- [EXERCISE DIRECTIONS]: Your answer must be the data repeated exactly, with no pictures in it.
[Opening INFORMATION PROVIDED section]
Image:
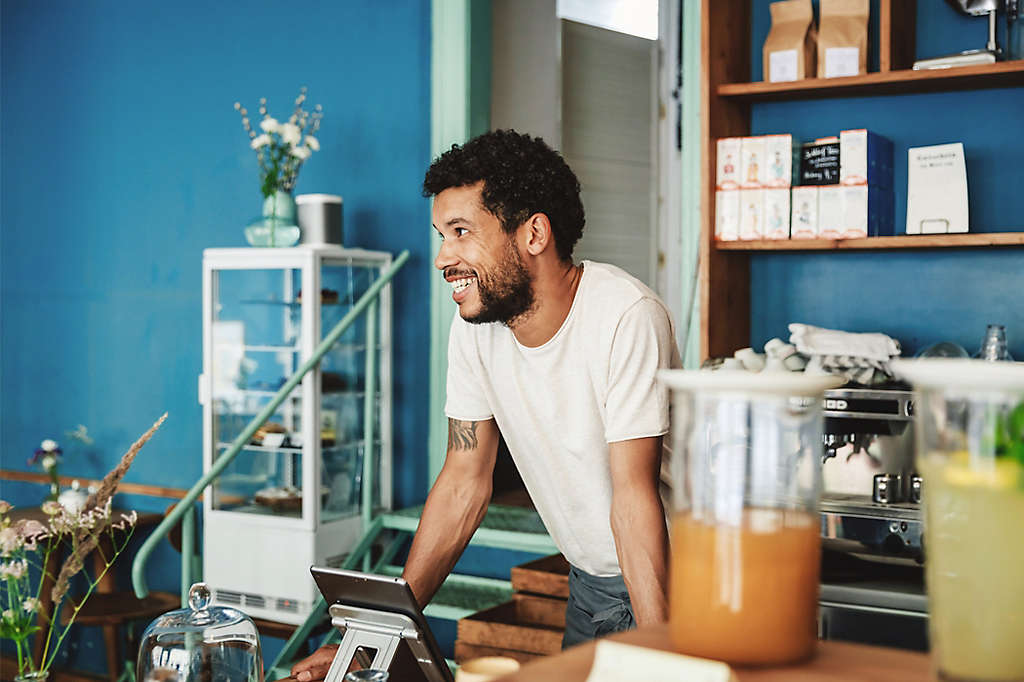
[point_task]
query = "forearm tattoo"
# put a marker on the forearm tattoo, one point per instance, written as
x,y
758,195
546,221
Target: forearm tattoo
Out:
x,y
462,435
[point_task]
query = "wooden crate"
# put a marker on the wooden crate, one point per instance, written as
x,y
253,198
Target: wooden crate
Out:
x,y
549,576
465,651
528,624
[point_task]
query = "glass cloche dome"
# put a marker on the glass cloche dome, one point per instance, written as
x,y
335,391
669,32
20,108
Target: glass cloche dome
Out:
x,y
201,642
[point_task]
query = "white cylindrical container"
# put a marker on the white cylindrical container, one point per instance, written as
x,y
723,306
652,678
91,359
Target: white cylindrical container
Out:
x,y
320,218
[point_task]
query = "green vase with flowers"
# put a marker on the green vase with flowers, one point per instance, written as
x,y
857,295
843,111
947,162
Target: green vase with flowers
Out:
x,y
281,150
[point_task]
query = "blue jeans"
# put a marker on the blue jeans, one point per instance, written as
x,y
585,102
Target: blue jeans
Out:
x,y
597,606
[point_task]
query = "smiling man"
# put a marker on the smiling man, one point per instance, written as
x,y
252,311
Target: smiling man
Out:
x,y
559,358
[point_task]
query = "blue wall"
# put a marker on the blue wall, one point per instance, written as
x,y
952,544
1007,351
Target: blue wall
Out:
x,y
920,297
123,159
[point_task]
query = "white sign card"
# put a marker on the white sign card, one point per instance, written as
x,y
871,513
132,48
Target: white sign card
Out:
x,y
936,194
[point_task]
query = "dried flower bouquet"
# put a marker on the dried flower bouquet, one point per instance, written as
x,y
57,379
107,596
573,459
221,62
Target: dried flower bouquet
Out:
x,y
26,548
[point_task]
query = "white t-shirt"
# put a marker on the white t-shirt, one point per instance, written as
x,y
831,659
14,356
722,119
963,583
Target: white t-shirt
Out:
x,y
558,406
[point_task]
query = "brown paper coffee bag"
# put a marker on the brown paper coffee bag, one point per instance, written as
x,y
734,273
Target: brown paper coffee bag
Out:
x,y
843,38
788,52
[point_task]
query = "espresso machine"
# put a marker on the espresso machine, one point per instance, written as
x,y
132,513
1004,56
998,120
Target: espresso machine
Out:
x,y
872,554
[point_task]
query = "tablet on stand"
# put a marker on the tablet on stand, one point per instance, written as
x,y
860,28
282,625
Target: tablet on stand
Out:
[Closing INFORMATION PROVIDED section]
- [RESULT OF THIS TASK]:
Image:
[point_task]
query = "forearm tattoo"
# put a marker on the forearm tattoo, one point per instance, written as
x,y
758,195
546,221
Target: forearm tattoo
Out:
x,y
462,435
[point_task]
query = "wooden crate"
# put a marker on the wooden crate, one point per instance, written as
x,y
253,198
Target: wooden crate
Out:
x,y
549,576
465,651
528,624
[point_task]
query = "glass cloche dome"
# put a marker on the glass cloche dome, one point per instance, written as
x,y
335,391
669,32
20,108
Target: glass cloche dome
Out:
x,y
201,642
[point_task]
query = "white cylindrical container"
# put a marker on the white cylindrical container, one point per instance, written as
x,y
723,306
652,678
91,359
Target: white cylindrical container
Out:
x,y
320,218
[point_task]
query = "green vase with flowers"
# put a marker on the green vase with flowers, one point per instance, written as
x,y
857,295
843,111
947,162
Target: green vase with flowers
Out:
x,y
281,150
[point_task]
query = "blue jeans"
# put a marker on the blue jeans, one point per instance, written as
x,y
585,102
Target: blue jeans
Out:
x,y
597,606
[point_task]
query = "smiling man"
# put a marker on the smiling man, one point per instance, written as
x,y
252,311
Target: smiling man
Out:
x,y
559,358
[point_task]
query = "blue wall"
# put a marker on the blue wall, one point per instance, written as
x,y
952,544
1007,351
Target: blue wall
Out:
x,y
920,297
123,159
[point_task]
query = "white sign card"
# put a marker on the white sign card, one point per instance, written as
x,y
871,513
132,48
Target: white sign card
Out:
x,y
936,194
[point_task]
query = "dried flower bouquet"
# put a marker on the dried flower bouquet, one point per instance, written as
x,y
57,379
107,596
573,459
221,62
Target: dried flower bouquet
Out:
x,y
26,548
[point_task]
query = "white t-shirt"
# put a marker on the white t-shirt, one point per instance, written as
x,y
831,659
14,356
722,119
963,583
Target: white t-shirt
Out:
x,y
558,406
[point_task]
query = "brown paper coffee bag"
# put a marker on the brown paper coffee bag, one point per instance, written as
x,y
734,273
Target: brown paper coffee bag
Out:
x,y
843,38
788,52
[point_task]
query = "espresso machine"
# put a marker on the espresso machine, one point per instance, written as
x,y
132,513
1004,56
998,120
Target: espresso machine
Out:
x,y
872,554
[point_task]
query = "tablet on stand"
# put a marker on the tablet on stand, one point per instance, written as
x,y
860,28
282,625
Target: tablet on stand
Out:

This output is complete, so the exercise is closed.